[Excerpt]:
----------
Mr Hicks argued that one had to begin by looking at the position in the years between 1950 when Mermeren was founded and 2011. During this time, as had been the case for many years previously, it was commonplace for marble to be named by reference to the locality from which it is quarried. He referred to Carrara marble by way of a well-known example: a generic name used for marble quarried near Carrara in northern Tuscany. Sivec is a real place near to Mermeren’s quarry. It would have been reasonable for the average consumer to have assumed that denoted the geographical origin of marble of that name.
Mr Hicks continued that this would have been the state of affairs all the way up to 2011 because, he said, up until then no effort was taken by Mermeren to suggest to the public that the Sivec name was attached to one supplier of marble. The only documents available were invoices recording marble being sold as ‘Sivec’ marble, or ‘Bianco Sivec’ or various grades of ‘Sivec’ marble. These were consistent with and likely to reinforce the idea that Sivec was a type of marble. He also relied on the evidence of Mr Charles and Mr Russell, which I will come back to.
In April 2009 NGBI Private Equity purchased Mermeren from its previous owner. In 2011 Mermeren recruited Ilias Rigopoulos as Chief Operating Officer. He was promoted to Chief Executive Officer in April 2012, a post he held until April 2015. Mr Hicks said that it was Mr Rigopoulos who saw that the Sivec name should be tied to Mermeren. He organised the production of a corporate branding manual that was first published by Mermeren in 2011. It was only from 2011 that there appears any document in which ‘Sivec’ is used as a brand name for Mermeren, thus suggesting that it designates a single commercial source of marble. But, Mr Hicks argued, in the short period from 2011 until 9 August 2013 the perception of the average consumer could not have been dislodged. It would take longer than two years to overcome the inertia of presumption among the relevant class of persons that types of marble are identified by the place from which they come and that this was true of Sivec marble.
----------
[Stated problem]:
Reproduce the passage on the Sivec marble name in full, word for word. The entries that follow were taken from a different source.
----------
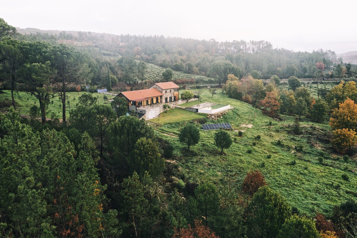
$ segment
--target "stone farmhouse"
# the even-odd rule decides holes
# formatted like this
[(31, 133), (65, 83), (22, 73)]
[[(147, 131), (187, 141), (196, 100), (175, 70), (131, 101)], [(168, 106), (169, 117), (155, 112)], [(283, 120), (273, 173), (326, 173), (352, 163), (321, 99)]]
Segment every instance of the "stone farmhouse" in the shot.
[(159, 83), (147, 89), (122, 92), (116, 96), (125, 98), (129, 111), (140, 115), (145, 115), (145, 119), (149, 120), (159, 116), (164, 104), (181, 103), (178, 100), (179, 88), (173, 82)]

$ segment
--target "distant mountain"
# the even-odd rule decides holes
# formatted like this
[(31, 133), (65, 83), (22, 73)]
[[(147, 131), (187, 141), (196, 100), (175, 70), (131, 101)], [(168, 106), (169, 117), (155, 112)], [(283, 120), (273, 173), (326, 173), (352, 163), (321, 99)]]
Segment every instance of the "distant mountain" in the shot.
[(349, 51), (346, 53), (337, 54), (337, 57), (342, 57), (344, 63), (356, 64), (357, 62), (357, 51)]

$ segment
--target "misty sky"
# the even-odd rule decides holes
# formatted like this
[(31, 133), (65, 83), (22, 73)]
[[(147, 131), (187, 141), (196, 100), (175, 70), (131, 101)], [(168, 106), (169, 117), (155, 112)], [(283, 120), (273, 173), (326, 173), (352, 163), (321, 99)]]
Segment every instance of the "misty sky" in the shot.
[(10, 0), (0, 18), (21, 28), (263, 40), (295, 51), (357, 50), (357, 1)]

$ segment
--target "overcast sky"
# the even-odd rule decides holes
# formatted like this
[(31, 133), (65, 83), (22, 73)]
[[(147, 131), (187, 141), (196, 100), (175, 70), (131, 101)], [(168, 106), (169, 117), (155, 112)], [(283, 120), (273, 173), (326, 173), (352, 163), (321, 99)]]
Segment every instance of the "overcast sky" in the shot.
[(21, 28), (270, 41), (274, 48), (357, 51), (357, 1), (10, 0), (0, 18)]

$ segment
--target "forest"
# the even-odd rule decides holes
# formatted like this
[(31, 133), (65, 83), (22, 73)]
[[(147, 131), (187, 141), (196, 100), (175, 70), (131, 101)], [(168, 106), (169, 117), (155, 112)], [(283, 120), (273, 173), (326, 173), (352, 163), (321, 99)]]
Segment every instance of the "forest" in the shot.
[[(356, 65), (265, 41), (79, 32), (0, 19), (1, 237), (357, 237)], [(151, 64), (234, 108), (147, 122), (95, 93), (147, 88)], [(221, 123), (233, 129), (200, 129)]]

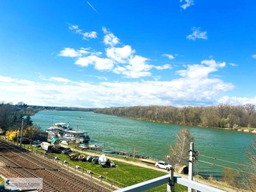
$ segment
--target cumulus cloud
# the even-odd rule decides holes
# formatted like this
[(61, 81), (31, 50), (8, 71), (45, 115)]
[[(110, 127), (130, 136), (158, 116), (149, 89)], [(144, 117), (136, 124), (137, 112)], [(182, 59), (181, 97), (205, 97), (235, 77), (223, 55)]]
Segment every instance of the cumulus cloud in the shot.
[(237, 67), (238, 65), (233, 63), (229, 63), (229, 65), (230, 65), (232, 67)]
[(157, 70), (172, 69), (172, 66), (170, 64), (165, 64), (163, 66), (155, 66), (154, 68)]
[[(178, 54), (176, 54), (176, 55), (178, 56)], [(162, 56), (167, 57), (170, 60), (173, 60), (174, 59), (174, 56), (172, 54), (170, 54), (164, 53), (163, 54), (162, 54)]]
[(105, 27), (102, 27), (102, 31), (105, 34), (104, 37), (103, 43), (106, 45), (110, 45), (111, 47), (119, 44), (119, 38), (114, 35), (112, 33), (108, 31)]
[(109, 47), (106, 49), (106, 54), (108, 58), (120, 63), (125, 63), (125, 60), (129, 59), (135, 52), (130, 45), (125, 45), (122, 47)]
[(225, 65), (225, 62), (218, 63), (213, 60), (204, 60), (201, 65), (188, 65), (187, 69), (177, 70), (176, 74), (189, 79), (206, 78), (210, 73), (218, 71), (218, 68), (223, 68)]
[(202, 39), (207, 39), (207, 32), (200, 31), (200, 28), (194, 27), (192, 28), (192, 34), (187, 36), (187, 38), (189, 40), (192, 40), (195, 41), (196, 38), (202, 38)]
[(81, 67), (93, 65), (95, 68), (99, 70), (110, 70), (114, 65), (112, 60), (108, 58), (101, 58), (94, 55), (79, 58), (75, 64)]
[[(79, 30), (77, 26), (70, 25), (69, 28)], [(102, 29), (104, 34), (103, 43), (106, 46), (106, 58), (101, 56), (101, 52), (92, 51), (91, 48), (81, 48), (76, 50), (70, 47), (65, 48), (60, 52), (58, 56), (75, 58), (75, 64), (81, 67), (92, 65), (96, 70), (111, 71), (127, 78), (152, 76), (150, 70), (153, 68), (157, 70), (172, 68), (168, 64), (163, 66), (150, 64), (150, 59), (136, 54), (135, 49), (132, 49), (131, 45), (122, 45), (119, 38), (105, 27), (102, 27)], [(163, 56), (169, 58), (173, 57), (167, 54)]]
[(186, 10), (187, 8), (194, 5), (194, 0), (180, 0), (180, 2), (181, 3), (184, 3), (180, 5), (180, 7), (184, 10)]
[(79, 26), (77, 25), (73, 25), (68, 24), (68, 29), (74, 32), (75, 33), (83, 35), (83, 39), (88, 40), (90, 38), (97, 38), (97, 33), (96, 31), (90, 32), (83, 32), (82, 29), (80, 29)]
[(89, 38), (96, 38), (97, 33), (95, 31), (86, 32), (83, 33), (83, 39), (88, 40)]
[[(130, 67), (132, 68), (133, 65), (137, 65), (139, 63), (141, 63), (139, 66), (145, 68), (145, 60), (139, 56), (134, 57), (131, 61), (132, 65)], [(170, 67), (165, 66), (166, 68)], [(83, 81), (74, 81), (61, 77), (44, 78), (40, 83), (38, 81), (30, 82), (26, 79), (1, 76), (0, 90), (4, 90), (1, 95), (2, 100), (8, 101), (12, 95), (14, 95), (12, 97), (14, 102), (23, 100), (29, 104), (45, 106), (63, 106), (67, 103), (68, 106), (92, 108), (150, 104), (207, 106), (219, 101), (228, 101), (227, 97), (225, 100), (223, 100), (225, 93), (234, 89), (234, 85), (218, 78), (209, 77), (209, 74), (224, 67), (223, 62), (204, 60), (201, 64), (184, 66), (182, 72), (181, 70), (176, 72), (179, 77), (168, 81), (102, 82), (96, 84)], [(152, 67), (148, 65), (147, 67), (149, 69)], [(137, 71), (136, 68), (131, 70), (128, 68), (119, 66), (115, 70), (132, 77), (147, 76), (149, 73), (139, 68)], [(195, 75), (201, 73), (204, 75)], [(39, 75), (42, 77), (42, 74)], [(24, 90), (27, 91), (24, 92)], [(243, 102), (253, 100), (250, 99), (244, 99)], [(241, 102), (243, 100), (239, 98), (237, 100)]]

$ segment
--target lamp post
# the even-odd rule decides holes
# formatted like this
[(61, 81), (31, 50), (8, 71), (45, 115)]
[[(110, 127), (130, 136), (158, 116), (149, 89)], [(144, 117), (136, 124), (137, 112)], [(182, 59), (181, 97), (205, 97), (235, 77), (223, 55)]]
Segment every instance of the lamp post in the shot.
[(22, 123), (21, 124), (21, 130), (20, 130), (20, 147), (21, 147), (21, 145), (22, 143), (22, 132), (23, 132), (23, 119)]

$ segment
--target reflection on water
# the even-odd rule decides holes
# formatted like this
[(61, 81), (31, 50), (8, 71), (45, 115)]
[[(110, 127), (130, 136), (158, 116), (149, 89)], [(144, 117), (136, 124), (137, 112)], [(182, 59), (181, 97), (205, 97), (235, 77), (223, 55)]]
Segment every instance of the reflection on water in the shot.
----------
[Exercise answer]:
Mr Hicks argued that one had to begin by looking at the position in the years between 1950 when Mermeren was founded and 2011. During this time, as had been the case for many years previously, it was commonplace for marble to be named by reference to the locality from which it is quarried. He referred to Carrara marble by way of a well-known example: a generic name used for marble quarried near Carrara in northern Tuscany. Sivec is a real place near to Mermeren’s quarry. It would have been reasonable for the average consumer to have assumed that denoted the geographical origin of marble of that name.
Mr Hicks continued that this would have been the state of affairs all the way up to 2011 because, he said, up until then no effort was taken by Mermeren to suggest to the public that the Sivec name was attached to one supplier of marble. The only documents available were invoices recording marble being sold as ‘Sivec’ marble, or ‘Bianco Sivec’ or various grades of ‘Sivec’ marble. These were consistent with and likely to reinforce the idea that Sivec was a type of marble. He also relied on the evidence of Mr Charles and Mr Russell, which I will come back to.
In April 2009 NGBI Private Equity purchased Mermeren from its previous owner. In 2011 Mermeren recruited Ilias Rigopoulos as Chief Operating Officer. He was promoted to Chief Executive Officer in April 2012, a post he held until April 2015. Mr Hicks said that it was Mr Rigopoulos who saw that the Sivec name should be tied to Mermeren. He organised the production of a corporate branding manual that was first published by Mermeren in 2011. It was only from 2011 that there appears any document in which ‘Sivec’ is used as a brand name for Mermeren, thus suggesting that it designates a single commercial source of marble. But, Mr Hicks argued, in the short period from 2011 until 9 August 2013 the perception of the average consumer could not have been dislodged. It would take longer than two years to overcome the inertia of presumption among the relevant class of persons that types of marble are identified by the place from which they come and that this was true of Sivec marble.